▸ Exercise tasks:
• A. List every sentence in the passage on artificial crystals that contains the word "properties." Copy each one in full.
• B. Please quote the part of the passage on artificial crystals that opens with the words containing "Natural crystals are" and closes with "at the nanoscale.".

▸ Provided text:
Natural crystals are three-dimensional, periodic arrays of atoms. The arrangement of the atoms in these crystals greatly influences their optical and electrical properties. Different arrangements often have different properties. To mimic this natural control, nanotechnology researchers around the world are trying to pack nearly spherical nanometer-scale crystals or “quantum dots” into controlled, periodic arrays, thereby creating so-called artificial crystals with tunable properties. In much the same way that individual aluminum atoms have very different properties from an aluminum bar, these artificial crystals would have interesting new properties distinct from those of individual quantum dots. To accomplish this goal, scientists must understand and ultimately control the mechanisms that govern crystal formation at the nanoscale.

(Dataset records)

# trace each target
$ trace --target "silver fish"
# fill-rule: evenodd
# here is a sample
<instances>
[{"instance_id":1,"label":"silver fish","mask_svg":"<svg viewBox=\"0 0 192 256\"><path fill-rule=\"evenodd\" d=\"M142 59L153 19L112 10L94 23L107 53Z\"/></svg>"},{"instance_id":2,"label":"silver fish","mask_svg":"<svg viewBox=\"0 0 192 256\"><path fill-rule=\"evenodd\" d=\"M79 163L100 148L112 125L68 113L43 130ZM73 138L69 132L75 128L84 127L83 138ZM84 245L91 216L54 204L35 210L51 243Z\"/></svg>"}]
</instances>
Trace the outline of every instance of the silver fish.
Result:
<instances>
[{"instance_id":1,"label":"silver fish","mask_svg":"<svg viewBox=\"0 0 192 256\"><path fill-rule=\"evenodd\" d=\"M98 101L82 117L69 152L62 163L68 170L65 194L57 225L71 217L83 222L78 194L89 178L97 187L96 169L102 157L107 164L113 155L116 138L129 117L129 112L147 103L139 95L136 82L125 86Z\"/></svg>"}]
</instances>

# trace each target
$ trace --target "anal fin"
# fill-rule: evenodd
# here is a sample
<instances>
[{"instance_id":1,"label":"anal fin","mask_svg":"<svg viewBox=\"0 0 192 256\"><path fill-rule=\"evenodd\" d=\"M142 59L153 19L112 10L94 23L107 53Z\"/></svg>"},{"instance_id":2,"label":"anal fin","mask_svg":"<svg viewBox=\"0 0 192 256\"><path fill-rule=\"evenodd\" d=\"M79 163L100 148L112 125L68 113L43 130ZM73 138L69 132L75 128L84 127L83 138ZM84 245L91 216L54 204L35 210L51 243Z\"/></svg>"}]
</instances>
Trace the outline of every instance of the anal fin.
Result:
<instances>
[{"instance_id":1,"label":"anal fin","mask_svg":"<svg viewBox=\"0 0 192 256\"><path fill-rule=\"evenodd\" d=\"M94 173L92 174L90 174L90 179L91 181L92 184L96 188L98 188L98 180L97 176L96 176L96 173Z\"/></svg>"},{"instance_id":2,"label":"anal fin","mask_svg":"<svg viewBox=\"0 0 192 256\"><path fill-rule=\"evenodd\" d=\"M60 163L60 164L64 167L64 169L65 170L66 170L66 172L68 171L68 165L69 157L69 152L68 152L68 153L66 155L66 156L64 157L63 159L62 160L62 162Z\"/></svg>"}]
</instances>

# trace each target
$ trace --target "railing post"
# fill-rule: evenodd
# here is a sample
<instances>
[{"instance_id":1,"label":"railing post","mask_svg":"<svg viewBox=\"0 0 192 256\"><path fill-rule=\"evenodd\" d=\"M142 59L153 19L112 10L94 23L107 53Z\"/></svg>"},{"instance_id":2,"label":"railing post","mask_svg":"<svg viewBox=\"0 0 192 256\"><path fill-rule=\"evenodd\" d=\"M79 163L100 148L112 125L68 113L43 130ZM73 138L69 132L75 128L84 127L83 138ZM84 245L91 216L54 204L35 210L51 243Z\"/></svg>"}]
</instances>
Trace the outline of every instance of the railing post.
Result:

▸ Numbered answers:
• A.
The arrangement of the atoms in these crystals greatly influences their optical and electrical properties.
Different arrangements often have different properties.
To mimic this natural control, nanotechnology researchers around the world are trying to pack nearly spherical nanometer-scale crystals or “quantum dots” into controlled, periodic arrays, thereby creating so-called artificial crystals with tunable properties.
In much the same way that individual aluminum atoms have very different properties from an aluminum bar, these artificial crystals would have interesting new properties distinct from those of individual quantum dots.

• B.
Natural crystals are three-dimensional, periodic arrays of atoms. The arrangement of the atoms in these crystals greatly influences their optical and electrical properties. Different arrangements often have different properties. To mimic this natural control, nanotechnology researchers around the world are trying to pack nearly spherical nanometer-scale crystals or “quantum dots” into controlled, periodic arrays, thereby creating so-called artificial crystals with tunable properties. In much the same way that individual aluminum atoms have very different properties from an aluminum bar, these artificial crystals would have interesting new properties distinct from those of individual quantum dots. To accomplish this goal, scientists must understand and ultimately control the mechanisms that govern crystal formation at the nanoscale.